> _WRITTEN PROBLEM 1_: Reproduce the passage on South Dakota social studies standards verbatim, between "Lyon said he" and "remains for some.", inclusive.

> _PROVIDED PASSAGE_:
After a rocky road to adoption, the state education community is now looking to the future for social studies standards from all angles.

Spearfish Middle School principal Don Lyon said conversations have already started in school districts.

“The best thing about South Dakota educators, we’re really good soldiers," Lyon said. "We do what we need to do to help kids. As always, the superintendents, the principals and the teachers will work it out, we’ll streamline things, we’ll all work together and put the best product out there for our kids. It will take a lot of work, but you’ve got the right people in there to do it.”

Lyon said he wants teachers to remember they, their administrations and their communities are the ones that drive education more than any set of standards. However, the question of developmental appropriateness remains for some.

In the Tea Area School District, elementary principal Samantha Walder surveyed her staff’s response to the standards. In that document, educators were able to offer their thoughts on the proposal.

> _RECORDS SHOWN_:
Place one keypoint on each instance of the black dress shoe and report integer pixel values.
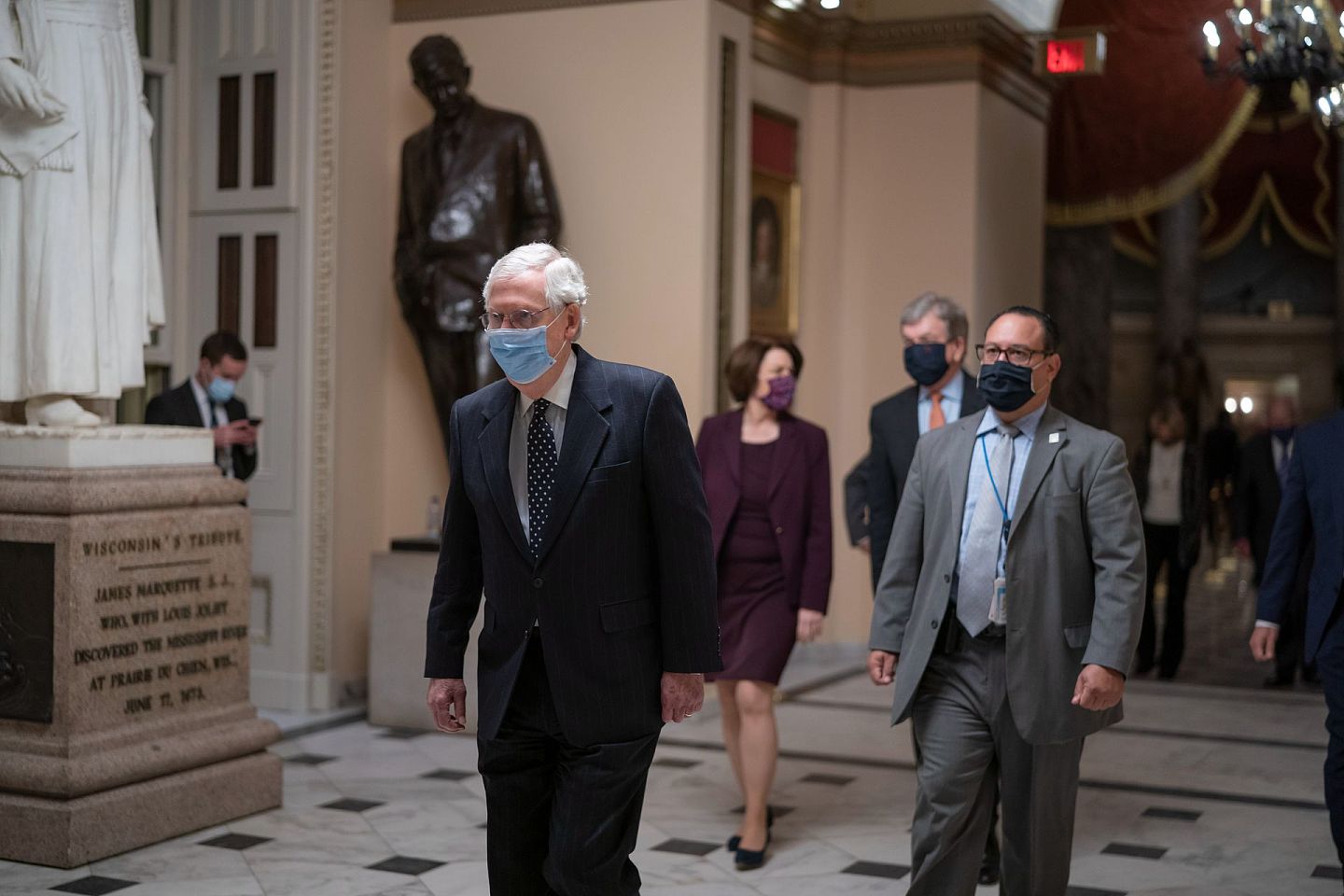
(769, 822)
(753, 859)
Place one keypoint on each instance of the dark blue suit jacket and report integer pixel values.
(623, 587)
(1312, 501)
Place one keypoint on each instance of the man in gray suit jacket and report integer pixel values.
(1007, 611)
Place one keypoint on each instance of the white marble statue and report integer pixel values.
(81, 285)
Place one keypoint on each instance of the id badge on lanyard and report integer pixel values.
(999, 601)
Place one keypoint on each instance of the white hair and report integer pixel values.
(564, 275)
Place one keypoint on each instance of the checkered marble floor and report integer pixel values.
(1203, 791)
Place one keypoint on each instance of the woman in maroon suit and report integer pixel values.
(767, 481)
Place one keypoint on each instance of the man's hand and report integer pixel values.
(1099, 688)
(809, 624)
(882, 666)
(1262, 644)
(235, 433)
(21, 91)
(448, 702)
(683, 694)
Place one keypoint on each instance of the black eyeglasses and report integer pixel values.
(1016, 355)
(518, 320)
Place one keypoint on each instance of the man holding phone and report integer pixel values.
(207, 399)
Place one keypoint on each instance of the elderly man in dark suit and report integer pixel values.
(475, 184)
(207, 399)
(1312, 513)
(576, 503)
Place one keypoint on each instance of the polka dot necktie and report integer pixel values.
(540, 474)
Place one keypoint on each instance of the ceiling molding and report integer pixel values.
(870, 54)
(431, 9)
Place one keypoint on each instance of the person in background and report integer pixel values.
(767, 481)
(933, 330)
(1005, 617)
(1260, 488)
(1222, 459)
(857, 505)
(1310, 511)
(207, 399)
(1170, 493)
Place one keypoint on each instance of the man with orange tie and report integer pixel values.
(933, 329)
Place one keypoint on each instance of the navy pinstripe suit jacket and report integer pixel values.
(623, 586)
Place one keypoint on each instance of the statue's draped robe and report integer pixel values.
(81, 284)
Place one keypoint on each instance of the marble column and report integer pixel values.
(1080, 272)
(1181, 369)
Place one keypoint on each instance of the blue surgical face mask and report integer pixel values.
(1005, 385)
(522, 352)
(220, 390)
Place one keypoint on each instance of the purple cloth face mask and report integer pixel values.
(781, 392)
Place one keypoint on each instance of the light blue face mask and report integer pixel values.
(220, 390)
(522, 352)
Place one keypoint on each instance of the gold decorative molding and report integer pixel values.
(430, 9)
(868, 54)
(324, 337)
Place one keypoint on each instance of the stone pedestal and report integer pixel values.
(400, 586)
(124, 584)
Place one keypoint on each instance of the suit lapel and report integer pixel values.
(1043, 450)
(585, 431)
(959, 465)
(784, 453)
(494, 442)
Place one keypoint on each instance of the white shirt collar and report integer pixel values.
(559, 392)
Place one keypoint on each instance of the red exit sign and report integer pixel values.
(1072, 54)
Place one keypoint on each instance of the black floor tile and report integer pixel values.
(668, 762)
(406, 865)
(237, 841)
(403, 734)
(353, 805)
(686, 847)
(876, 869)
(309, 759)
(1172, 814)
(94, 886)
(1135, 850)
(779, 812)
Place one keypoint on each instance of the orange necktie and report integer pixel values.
(935, 418)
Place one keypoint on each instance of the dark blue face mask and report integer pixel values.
(926, 361)
(1005, 385)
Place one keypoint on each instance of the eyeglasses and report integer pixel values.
(1016, 355)
(518, 320)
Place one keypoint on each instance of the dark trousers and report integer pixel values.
(1329, 665)
(1163, 546)
(455, 366)
(561, 819)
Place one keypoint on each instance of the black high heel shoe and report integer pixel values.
(734, 841)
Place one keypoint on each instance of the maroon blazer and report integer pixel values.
(800, 498)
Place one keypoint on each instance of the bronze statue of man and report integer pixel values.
(475, 184)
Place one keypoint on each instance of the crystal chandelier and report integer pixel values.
(1288, 43)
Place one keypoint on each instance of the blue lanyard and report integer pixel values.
(1002, 507)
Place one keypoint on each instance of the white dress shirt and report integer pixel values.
(1164, 471)
(559, 399)
(952, 394)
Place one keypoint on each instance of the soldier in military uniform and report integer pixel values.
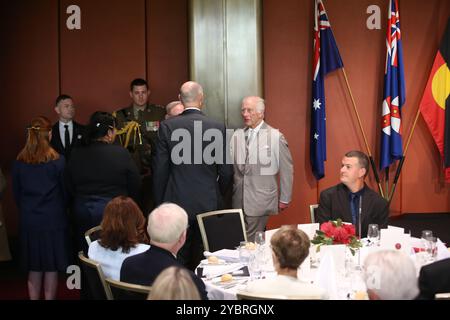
(138, 127)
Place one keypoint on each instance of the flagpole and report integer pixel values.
(400, 165)
(386, 177)
(374, 169)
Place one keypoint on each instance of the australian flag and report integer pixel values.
(326, 59)
(394, 91)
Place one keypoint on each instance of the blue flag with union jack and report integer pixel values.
(394, 91)
(326, 59)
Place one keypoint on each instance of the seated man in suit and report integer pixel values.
(434, 278)
(343, 200)
(390, 275)
(66, 133)
(290, 247)
(166, 227)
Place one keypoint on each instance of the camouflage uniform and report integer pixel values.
(141, 147)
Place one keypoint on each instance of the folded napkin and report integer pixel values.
(224, 254)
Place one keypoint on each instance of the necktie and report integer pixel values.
(66, 137)
(354, 207)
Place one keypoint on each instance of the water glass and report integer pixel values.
(260, 238)
(427, 244)
(254, 266)
(373, 234)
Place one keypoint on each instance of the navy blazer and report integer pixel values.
(334, 203)
(143, 268)
(77, 139)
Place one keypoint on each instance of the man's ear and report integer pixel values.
(362, 172)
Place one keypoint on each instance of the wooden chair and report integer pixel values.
(127, 291)
(312, 212)
(222, 229)
(94, 278)
(92, 234)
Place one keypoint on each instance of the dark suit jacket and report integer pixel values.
(143, 268)
(335, 203)
(195, 187)
(434, 278)
(77, 139)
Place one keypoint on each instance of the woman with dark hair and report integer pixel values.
(98, 172)
(122, 235)
(39, 193)
(290, 247)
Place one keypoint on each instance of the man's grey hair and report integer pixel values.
(391, 275)
(190, 92)
(166, 223)
(170, 105)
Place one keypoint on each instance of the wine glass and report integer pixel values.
(373, 234)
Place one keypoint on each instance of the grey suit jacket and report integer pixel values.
(258, 173)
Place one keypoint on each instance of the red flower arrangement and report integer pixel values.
(336, 232)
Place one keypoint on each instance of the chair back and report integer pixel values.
(222, 229)
(94, 278)
(312, 212)
(92, 234)
(127, 291)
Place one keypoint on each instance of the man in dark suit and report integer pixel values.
(189, 167)
(66, 133)
(166, 227)
(343, 200)
(434, 278)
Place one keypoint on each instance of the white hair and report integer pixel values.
(166, 223)
(391, 275)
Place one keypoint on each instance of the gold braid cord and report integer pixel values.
(130, 128)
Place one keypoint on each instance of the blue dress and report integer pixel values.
(40, 197)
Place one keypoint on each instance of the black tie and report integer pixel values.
(66, 137)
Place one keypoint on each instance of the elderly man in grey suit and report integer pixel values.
(262, 163)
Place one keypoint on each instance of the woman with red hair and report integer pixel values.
(38, 187)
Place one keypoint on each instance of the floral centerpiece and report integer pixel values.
(337, 232)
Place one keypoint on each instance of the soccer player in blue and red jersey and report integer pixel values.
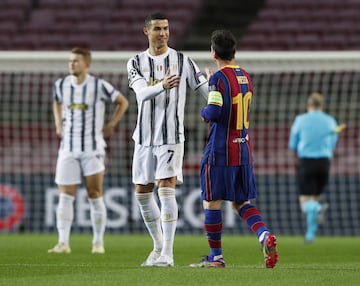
(227, 171)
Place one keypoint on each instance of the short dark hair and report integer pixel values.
(84, 52)
(154, 16)
(316, 101)
(223, 42)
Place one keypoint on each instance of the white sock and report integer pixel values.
(151, 215)
(64, 217)
(98, 219)
(169, 217)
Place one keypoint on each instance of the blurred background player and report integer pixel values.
(227, 170)
(159, 76)
(79, 110)
(313, 137)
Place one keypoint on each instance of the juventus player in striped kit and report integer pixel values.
(79, 110)
(159, 77)
(226, 169)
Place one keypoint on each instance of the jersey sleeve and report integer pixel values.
(134, 73)
(294, 135)
(195, 77)
(212, 111)
(57, 90)
(108, 92)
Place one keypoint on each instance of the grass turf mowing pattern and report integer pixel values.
(25, 261)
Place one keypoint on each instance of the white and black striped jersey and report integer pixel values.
(160, 117)
(83, 110)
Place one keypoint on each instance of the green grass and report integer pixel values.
(329, 261)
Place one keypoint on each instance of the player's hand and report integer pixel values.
(170, 81)
(339, 128)
(59, 132)
(208, 72)
(108, 131)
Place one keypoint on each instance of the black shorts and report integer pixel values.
(313, 175)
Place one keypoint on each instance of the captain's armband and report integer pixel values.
(215, 98)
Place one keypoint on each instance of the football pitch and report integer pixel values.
(329, 261)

> _WRITTEN PROBLEM 2_: Render the entries, from the first one through the line holding "(1312, 501)", inclusive, as a two-column CSV with the headers instruction and points. Give each instruction its own row, with the instruction and its answer each in one quoted field and line breaks replaced by spaces, and leave out the pictures.

> _WORKED ANSWER 1_:
Lyon said he wants teachers to remember they, their administrations and their communities are the ones that drive education more than any set of standards. However, the question of developmental appropriateness remains for some.

> _WORKED ANSWER 2_:
instruction,points
"Place one keypoint on each instance of the black dress shoe and report integer pixel values.","(769, 822) (753, 859)"
"Place one keypoint on each instance of the dark blue suit jacket and report integer pixel values.","(623, 587) (1312, 501)"